YOUR TASK: Repeat only the stretch of lines below that runs from the line with "Target: red rock outcrop" through the line with "point: white roadside", unaltered.

THE INPUT:
*****

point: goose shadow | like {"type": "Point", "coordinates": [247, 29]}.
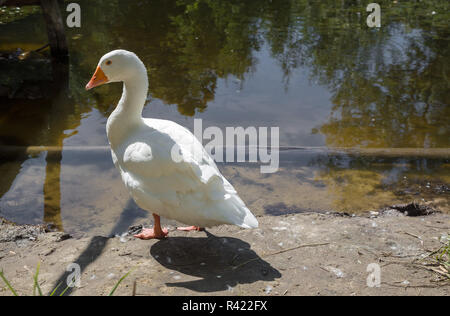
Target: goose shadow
{"type": "Point", "coordinates": [218, 262]}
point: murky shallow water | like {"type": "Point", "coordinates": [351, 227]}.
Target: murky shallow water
{"type": "Point", "coordinates": [316, 71]}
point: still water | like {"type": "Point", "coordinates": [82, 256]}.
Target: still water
{"type": "Point", "coordinates": [312, 68]}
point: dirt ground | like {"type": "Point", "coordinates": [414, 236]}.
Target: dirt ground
{"type": "Point", "coordinates": [300, 254]}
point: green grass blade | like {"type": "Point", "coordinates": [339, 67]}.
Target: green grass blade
{"type": "Point", "coordinates": [36, 283]}
{"type": "Point", "coordinates": [7, 284]}
{"type": "Point", "coordinates": [118, 283]}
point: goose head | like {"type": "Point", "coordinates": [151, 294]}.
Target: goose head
{"type": "Point", "coordinates": [116, 66]}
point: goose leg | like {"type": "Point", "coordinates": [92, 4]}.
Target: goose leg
{"type": "Point", "coordinates": [190, 228]}
{"type": "Point", "coordinates": [153, 233]}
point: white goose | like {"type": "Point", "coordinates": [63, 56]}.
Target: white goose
{"type": "Point", "coordinates": [157, 161]}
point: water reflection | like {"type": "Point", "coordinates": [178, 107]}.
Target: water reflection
{"type": "Point", "coordinates": [311, 67]}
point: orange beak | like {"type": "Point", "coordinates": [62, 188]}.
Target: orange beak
{"type": "Point", "coordinates": [98, 79]}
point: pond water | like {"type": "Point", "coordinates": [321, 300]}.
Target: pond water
{"type": "Point", "coordinates": [312, 68]}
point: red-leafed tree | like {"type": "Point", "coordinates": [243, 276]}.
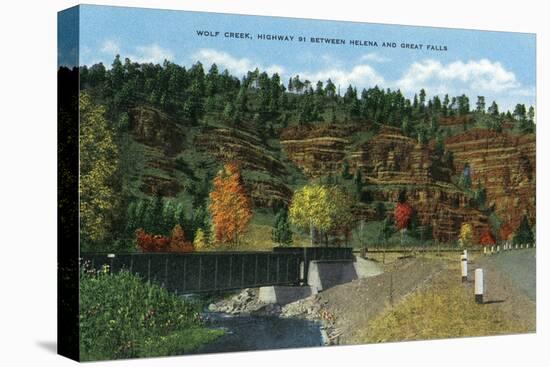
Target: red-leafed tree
{"type": "Point", "coordinates": [506, 232]}
{"type": "Point", "coordinates": [151, 243]}
{"type": "Point", "coordinates": [178, 243]}
{"type": "Point", "coordinates": [156, 243]}
{"type": "Point", "coordinates": [402, 214]}
{"type": "Point", "coordinates": [487, 238]}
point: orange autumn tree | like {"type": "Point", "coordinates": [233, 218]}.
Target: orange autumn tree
{"type": "Point", "coordinates": [506, 232]}
{"type": "Point", "coordinates": [403, 214]}
{"type": "Point", "coordinates": [487, 239]}
{"type": "Point", "coordinates": [230, 205]}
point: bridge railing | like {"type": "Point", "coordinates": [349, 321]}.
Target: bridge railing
{"type": "Point", "coordinates": [206, 271]}
{"type": "Point", "coordinates": [307, 254]}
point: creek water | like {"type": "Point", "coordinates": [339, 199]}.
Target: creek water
{"type": "Point", "coordinates": [249, 333]}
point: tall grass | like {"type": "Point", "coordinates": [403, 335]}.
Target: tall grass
{"type": "Point", "coordinates": [121, 316]}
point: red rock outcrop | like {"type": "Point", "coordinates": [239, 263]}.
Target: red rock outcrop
{"type": "Point", "coordinates": [505, 165]}
{"type": "Point", "coordinates": [391, 165]}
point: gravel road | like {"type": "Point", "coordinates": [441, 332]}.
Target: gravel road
{"type": "Point", "coordinates": [519, 266]}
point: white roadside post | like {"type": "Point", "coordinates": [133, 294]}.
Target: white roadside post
{"type": "Point", "coordinates": [478, 286]}
{"type": "Point", "coordinates": [464, 267]}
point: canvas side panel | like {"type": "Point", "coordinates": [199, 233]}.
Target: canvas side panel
{"type": "Point", "coordinates": [67, 183]}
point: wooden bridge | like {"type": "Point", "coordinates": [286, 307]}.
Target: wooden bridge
{"type": "Point", "coordinates": [219, 271]}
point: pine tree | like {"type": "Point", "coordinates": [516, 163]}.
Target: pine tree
{"type": "Point", "coordinates": [524, 235]}
{"type": "Point", "coordinates": [281, 232]}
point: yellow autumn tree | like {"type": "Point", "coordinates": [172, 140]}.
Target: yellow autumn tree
{"type": "Point", "coordinates": [98, 162]}
{"type": "Point", "coordinates": [466, 234]}
{"type": "Point", "coordinates": [201, 240]}
{"type": "Point", "coordinates": [312, 209]}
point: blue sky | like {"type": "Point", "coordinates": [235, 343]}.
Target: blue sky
{"type": "Point", "coordinates": [498, 65]}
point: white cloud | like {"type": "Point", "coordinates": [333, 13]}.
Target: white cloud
{"type": "Point", "coordinates": [152, 54]}
{"type": "Point", "coordinates": [475, 75]}
{"type": "Point", "coordinates": [237, 66]}
{"type": "Point", "coordinates": [374, 57]}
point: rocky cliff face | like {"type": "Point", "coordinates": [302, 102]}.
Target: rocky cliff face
{"type": "Point", "coordinates": [162, 139]}
{"type": "Point", "coordinates": [317, 151]}
{"type": "Point", "coordinates": [505, 165]}
{"type": "Point", "coordinates": [392, 165]}
{"type": "Point", "coordinates": [263, 173]}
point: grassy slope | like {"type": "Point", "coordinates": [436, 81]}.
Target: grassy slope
{"type": "Point", "coordinates": [444, 309]}
{"type": "Point", "coordinates": [123, 317]}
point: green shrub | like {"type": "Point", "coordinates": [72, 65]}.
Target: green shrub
{"type": "Point", "coordinates": [121, 316]}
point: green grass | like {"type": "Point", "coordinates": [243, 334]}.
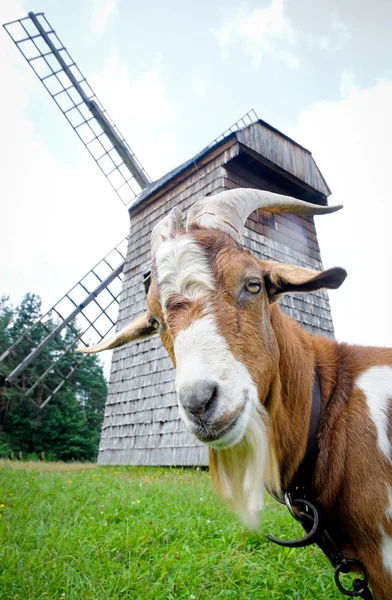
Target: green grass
{"type": "Point", "coordinates": [81, 532]}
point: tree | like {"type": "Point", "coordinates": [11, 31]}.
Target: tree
{"type": "Point", "coordinates": [68, 427]}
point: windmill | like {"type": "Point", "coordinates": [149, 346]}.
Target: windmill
{"type": "Point", "coordinates": [90, 307]}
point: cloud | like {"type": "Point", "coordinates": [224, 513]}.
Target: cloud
{"type": "Point", "coordinates": [350, 140]}
{"type": "Point", "coordinates": [337, 38]}
{"type": "Point", "coordinates": [104, 9]}
{"type": "Point", "coordinates": [199, 85]}
{"type": "Point", "coordinates": [266, 32]}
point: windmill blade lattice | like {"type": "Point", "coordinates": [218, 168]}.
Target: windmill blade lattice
{"type": "Point", "coordinates": [85, 314]}
{"type": "Point", "coordinates": [53, 65]}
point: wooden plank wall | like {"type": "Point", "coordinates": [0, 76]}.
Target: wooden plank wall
{"type": "Point", "coordinates": [283, 152]}
{"type": "Point", "coordinates": [141, 424]}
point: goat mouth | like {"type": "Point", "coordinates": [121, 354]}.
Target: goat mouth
{"type": "Point", "coordinates": [220, 433]}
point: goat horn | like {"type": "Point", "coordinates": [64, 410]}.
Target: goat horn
{"type": "Point", "coordinates": [229, 210]}
{"type": "Point", "coordinates": [139, 328]}
{"type": "Point", "coordinates": [167, 227]}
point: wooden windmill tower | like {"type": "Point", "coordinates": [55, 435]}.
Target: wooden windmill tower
{"type": "Point", "coordinates": [141, 423]}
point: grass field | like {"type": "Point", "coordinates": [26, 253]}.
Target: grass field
{"type": "Point", "coordinates": [81, 532]}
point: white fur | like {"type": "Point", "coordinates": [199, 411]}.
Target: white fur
{"type": "Point", "coordinates": [203, 354]}
{"type": "Point", "coordinates": [182, 268]}
{"type": "Point", "coordinates": [242, 455]}
{"type": "Point", "coordinates": [376, 384]}
{"type": "Point", "coordinates": [386, 550]}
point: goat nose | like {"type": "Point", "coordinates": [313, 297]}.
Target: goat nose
{"type": "Point", "coordinates": [199, 398]}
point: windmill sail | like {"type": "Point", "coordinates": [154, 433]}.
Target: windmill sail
{"type": "Point", "coordinates": [85, 314]}
{"type": "Point", "coordinates": [58, 72]}
{"type": "Point", "coordinates": [88, 312]}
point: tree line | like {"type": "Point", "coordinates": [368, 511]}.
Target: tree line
{"type": "Point", "coordinates": [69, 426]}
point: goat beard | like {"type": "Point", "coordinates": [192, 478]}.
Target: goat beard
{"type": "Point", "coordinates": [241, 472]}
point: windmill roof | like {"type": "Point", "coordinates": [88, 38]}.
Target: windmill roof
{"type": "Point", "coordinates": [264, 142]}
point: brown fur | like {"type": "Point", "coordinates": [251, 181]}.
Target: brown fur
{"type": "Point", "coordinates": [351, 474]}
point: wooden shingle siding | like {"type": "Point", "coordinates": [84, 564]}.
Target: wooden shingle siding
{"type": "Point", "coordinates": [141, 424]}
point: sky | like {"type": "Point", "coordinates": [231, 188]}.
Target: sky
{"type": "Point", "coordinates": [173, 75]}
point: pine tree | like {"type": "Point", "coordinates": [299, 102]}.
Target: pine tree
{"type": "Point", "coordinates": [68, 427]}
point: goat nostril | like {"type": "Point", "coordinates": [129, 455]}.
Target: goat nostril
{"type": "Point", "coordinates": [199, 398]}
{"type": "Point", "coordinates": [211, 402]}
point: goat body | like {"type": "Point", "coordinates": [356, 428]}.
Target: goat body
{"type": "Point", "coordinates": [245, 372]}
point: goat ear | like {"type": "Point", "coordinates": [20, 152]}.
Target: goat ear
{"type": "Point", "coordinates": [282, 278]}
{"type": "Point", "coordinates": [137, 330]}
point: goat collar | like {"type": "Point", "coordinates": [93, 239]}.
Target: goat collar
{"type": "Point", "coordinates": [299, 499]}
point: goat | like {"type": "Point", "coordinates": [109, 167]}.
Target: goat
{"type": "Point", "coordinates": [245, 371]}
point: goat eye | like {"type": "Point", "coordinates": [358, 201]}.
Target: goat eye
{"type": "Point", "coordinates": [154, 323]}
{"type": "Point", "coordinates": [253, 287]}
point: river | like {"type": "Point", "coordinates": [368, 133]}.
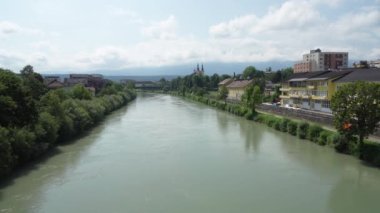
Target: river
{"type": "Point", "coordinates": [165, 154]}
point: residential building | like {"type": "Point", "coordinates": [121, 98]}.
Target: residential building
{"type": "Point", "coordinates": [236, 89]}
{"type": "Point", "coordinates": [198, 71]}
{"type": "Point", "coordinates": [314, 90]}
{"type": "Point", "coordinates": [95, 81]}
{"type": "Point", "coordinates": [317, 60]}
{"type": "Point", "coordinates": [53, 82]}
{"type": "Point", "coordinates": [375, 63]}
{"type": "Point", "coordinates": [225, 82]}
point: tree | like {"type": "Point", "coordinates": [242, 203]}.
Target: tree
{"type": "Point", "coordinates": [249, 72]}
{"type": "Point", "coordinates": [252, 96]}
{"type": "Point", "coordinates": [223, 93]}
{"type": "Point", "coordinates": [33, 82]}
{"type": "Point", "coordinates": [356, 109]}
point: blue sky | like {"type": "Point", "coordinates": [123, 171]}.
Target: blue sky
{"type": "Point", "coordinates": [85, 35]}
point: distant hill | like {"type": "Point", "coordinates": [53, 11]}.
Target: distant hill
{"type": "Point", "coordinates": [185, 69]}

*****

WRITTEN SOLUTION:
Target: red rock outcrop
{"type": "Point", "coordinates": [505, 165]}
{"type": "Point", "coordinates": [391, 165]}
point: gravel road | like {"type": "Point", "coordinates": [441, 332]}.
Target: gravel road
{"type": "Point", "coordinates": [519, 266]}
point: white roadside post | like {"type": "Point", "coordinates": [133, 294]}.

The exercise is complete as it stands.